* EXERCISE:
Set down all of the records word for word.

* DATA UNDER STUDY:
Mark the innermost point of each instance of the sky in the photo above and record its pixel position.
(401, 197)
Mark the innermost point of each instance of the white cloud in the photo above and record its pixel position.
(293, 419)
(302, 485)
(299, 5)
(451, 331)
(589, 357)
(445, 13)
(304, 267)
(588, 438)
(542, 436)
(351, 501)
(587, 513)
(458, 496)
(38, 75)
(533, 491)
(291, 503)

* REPLY:
Mark the innermost point of each instance of the sky in the photo above and record its pixel position.
(401, 197)
Mark the innermost point of each instance of the white cloud in the photo above and record its pixel position.
(293, 419)
(302, 485)
(299, 5)
(451, 331)
(589, 357)
(445, 13)
(304, 267)
(588, 438)
(542, 436)
(351, 501)
(587, 513)
(458, 496)
(38, 75)
(533, 491)
(291, 503)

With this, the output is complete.